**읽을 글**
——————————

커넥션 하나에 초당 요청을 하나 보낼 때 제대로 동작하는지 확인합니다.

# 초당 요청을 하나 보내는(-qps1) 커넥션 하나(-c1)로 진행 : 
fortio load -quiet -jitter -t 30s -c 1 -qps 1 --allow-initial-errors http://simple-web.istioinaction.io:30000
...
Sockets used: 1 (for perfect keepalive, would be 1)
Uniform: false, Jitter: true, Catchup allowed: false
Code 200 : 30 (100.0 %)
All done 30 calls (plus 1 warmup) 1023.648 ms avg, 1.0 qps

정확한 확인을 위해서 이스티오 서비스 프록시에서 더 많은 통계 수집을 활성화합니다.

# simple-web 디플로이먼트에 sidecar.istio.io/statsInclusionPrefixes="cluster.<이름>" 애너테이션 추가하자
## sidecar.istio.io/statsInclusionPrefixes: cluster.outbound|80||simple-backend.istioinaction.svc.cluster.local
cat ch6/simple-web-stats-incl.yaml | grep statsInclusionPrefixes 
        sidecar.istio.io/statsInclusionPrefixes: "cluster.outbound|80||simple-backend.istioinaction.svc.cluster.local"        
kubectl apply -f ch6/simple-web-stats-incl.yaml -n istioinaction

# 정확한 확인을 위해 istio-proxy stats 카운터 초기화
kubectl exec -it deploy/simple-web -c istio-proxy -n istioinaction \
-- curl -X POST localhost:15000/reset_counters

# simple-web 에 istio-proxy 의 stats 조회
kubectl exec -it deploy/simple-web -c istio-proxy -n istioinaction \
 -- curl localhost:15000/stats | grep simple-backend | grep overflow
cluster.outbound|80||simple-backend.istioinaction.svc.cluster.local.upstream_cx_overflow: 0
cluster.outbound|80||simple-backend.istioinaction.svc.cluster.local.upstream_cx_pool_overflow: 0
cluster.outbound|80||simple-backend.istioinaction.svc.cluster.local.upstream_rq_pending_overflow: 0
cluster.outbound|80||simple-backend.istioinaction.svc.cluster.local.upstream_rq_retry_overflow: 0

kubectl exec -it deploy/simple-web -c istio-proxy -n istioinaction \
 -- curl localhost:15000/stats | grep simple-backend.istioinaction.svc.cluster.local.upstream

Overflow 발생 확인 (초당 요청량 증가)

——————————

**수집 자료**
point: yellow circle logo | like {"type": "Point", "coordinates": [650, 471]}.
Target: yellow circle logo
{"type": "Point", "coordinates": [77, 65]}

——————————

**할 일**
'읽을 글'에서 "# 초당 요청을 하나"부터 "30 (100.0 %)"까지 양 끝을 포함해 그대로 다시 옮겨 적어 주세요.

**풀이**
# 초당 요청을 하나 보내는(-qps1) 커넥션 하나(-c1)로 진행 : 
fortio load -quiet -jitter -t 30s -c 1 -qps 1 --allow-initial-errors http://simple-web.istioinaction.io:30000
...
Sockets used: 1 (for perfect keepalive, would be 1)
Uniform: false, Jitter: true, Catchup allowed: false
Code 200 : 30 (100.0 %)